Quote the lines of the material from the one containing "Localize woman's dark" through the one containing "[0, 333, 1200, 800]", inclusive, and nothing else.

----

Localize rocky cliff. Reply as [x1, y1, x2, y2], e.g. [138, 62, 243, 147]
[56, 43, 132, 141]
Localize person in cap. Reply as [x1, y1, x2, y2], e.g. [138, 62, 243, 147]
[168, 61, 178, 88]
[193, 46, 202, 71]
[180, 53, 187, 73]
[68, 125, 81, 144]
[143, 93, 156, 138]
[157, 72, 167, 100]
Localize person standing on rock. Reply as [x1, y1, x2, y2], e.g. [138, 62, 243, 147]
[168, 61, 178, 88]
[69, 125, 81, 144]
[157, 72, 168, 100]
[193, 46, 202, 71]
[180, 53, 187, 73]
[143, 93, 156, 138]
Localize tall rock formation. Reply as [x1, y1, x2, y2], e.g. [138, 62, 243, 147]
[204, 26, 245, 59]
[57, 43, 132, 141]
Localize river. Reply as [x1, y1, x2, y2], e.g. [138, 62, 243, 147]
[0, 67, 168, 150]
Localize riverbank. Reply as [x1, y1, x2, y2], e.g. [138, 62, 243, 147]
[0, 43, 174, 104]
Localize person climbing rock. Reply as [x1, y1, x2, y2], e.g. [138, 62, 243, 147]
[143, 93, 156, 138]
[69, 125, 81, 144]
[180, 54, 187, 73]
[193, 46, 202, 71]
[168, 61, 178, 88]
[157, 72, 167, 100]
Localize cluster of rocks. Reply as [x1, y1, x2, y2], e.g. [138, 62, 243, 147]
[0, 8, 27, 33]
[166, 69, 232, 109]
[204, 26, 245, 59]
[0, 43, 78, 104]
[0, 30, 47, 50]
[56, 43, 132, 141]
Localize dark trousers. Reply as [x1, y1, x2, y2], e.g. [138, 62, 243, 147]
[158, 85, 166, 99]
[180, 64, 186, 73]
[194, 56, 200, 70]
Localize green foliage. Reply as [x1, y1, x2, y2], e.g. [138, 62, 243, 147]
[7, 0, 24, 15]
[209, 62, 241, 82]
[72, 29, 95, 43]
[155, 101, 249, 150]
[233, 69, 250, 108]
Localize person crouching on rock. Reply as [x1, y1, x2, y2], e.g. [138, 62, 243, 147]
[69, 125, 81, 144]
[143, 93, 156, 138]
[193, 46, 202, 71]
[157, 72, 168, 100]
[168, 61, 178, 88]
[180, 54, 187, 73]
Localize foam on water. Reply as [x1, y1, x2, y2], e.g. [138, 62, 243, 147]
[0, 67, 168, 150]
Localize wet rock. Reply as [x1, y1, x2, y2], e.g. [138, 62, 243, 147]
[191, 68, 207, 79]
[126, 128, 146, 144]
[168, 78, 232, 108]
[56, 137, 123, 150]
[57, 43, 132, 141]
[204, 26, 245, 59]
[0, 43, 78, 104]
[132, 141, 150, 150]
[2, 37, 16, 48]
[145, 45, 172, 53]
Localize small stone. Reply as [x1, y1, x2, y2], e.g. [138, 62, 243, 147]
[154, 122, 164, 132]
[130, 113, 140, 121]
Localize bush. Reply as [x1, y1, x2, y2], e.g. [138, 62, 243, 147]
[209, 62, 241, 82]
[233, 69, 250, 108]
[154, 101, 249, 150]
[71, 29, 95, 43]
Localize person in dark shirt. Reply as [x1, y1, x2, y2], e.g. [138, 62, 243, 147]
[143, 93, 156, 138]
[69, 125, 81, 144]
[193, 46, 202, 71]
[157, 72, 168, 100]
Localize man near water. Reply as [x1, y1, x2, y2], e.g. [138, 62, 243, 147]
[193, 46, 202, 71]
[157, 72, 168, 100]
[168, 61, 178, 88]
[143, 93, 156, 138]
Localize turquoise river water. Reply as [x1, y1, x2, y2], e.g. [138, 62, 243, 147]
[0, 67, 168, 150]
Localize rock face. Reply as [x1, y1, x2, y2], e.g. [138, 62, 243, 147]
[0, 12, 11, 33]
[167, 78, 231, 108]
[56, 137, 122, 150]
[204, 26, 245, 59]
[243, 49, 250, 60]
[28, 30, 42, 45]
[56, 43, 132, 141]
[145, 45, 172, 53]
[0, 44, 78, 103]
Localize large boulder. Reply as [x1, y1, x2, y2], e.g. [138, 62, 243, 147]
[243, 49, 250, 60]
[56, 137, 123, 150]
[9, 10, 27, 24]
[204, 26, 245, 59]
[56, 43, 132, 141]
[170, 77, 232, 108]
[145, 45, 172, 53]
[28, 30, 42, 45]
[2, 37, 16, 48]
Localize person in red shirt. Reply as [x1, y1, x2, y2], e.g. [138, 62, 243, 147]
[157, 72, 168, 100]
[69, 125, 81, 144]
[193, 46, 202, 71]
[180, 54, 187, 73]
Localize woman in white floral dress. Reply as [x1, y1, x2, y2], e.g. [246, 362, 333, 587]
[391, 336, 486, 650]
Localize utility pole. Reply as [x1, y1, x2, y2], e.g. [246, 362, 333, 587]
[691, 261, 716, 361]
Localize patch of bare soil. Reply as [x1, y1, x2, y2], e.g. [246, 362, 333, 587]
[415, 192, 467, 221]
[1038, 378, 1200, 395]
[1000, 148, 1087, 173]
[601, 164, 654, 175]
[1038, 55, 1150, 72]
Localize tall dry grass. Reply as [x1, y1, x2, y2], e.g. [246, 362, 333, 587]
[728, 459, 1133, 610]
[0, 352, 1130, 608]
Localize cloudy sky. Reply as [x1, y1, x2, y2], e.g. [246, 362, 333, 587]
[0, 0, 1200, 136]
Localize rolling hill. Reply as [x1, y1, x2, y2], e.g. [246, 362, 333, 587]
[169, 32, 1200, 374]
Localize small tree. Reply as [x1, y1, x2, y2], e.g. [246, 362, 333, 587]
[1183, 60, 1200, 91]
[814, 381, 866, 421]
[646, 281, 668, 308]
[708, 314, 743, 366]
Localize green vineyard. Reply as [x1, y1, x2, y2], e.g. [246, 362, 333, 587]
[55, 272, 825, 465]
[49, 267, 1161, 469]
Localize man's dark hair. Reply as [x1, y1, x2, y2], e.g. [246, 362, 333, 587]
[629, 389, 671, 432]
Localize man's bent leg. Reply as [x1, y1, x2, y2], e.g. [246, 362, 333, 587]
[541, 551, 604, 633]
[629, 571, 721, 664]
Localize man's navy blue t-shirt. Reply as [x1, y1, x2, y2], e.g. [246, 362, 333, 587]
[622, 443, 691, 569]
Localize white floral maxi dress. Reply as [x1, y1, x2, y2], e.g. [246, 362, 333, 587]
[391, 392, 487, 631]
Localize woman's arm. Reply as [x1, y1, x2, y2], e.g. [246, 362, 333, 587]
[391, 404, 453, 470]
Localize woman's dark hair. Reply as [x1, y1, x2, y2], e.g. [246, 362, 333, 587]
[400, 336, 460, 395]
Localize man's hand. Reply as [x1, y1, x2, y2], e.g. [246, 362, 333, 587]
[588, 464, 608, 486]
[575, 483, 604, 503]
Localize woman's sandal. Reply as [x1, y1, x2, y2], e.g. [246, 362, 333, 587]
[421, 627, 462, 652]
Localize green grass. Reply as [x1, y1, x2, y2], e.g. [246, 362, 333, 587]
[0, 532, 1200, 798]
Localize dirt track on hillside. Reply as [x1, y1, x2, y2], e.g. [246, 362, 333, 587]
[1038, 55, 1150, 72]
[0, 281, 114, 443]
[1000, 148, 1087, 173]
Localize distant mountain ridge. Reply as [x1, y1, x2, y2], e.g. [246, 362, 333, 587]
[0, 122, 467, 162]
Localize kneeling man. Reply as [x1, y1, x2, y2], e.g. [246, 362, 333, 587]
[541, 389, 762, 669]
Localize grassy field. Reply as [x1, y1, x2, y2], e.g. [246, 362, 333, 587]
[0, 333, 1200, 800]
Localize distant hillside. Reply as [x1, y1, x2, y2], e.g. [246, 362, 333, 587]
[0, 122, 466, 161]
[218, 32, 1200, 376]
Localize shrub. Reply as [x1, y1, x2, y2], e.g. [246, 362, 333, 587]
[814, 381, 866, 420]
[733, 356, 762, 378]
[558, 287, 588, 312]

----

● **EXERCISE ANSWER**:
Localize woman's dark hair. Reply as [x1, y1, x2, y2], e.g. [246, 362, 333, 587]
[400, 336, 460, 395]
Localize man's hand. Reply as [x1, y1, x2, y2], e.g. [246, 362, 333, 587]
[588, 464, 608, 486]
[575, 483, 604, 503]
Localize woman's sandal. Reply as [x1, y1, x2, y2], e.g. [246, 362, 333, 587]
[421, 627, 462, 652]
Localize green grass. Reply as [x1, y1, x2, y2], e.g. [246, 362, 333, 587]
[0, 532, 1200, 798]
Localize dirt track on hillside. Reply as [x1, y1, x2, y2], e.g. [246, 362, 333, 587]
[1038, 55, 1150, 72]
[0, 281, 114, 443]
[1000, 148, 1087, 173]
Localize distant mountain ridge. Reply as [x1, y1, x2, y2], e.g. [246, 362, 333, 587]
[0, 122, 467, 162]
Localize kneeling man. Reply as [x1, y1, x2, y2], e.g. [246, 362, 333, 587]
[541, 389, 762, 669]
Localize grassy field. Reply as [x1, y1, x2, y2], e.g. [246, 362, 333, 587]
[0, 333, 1200, 800]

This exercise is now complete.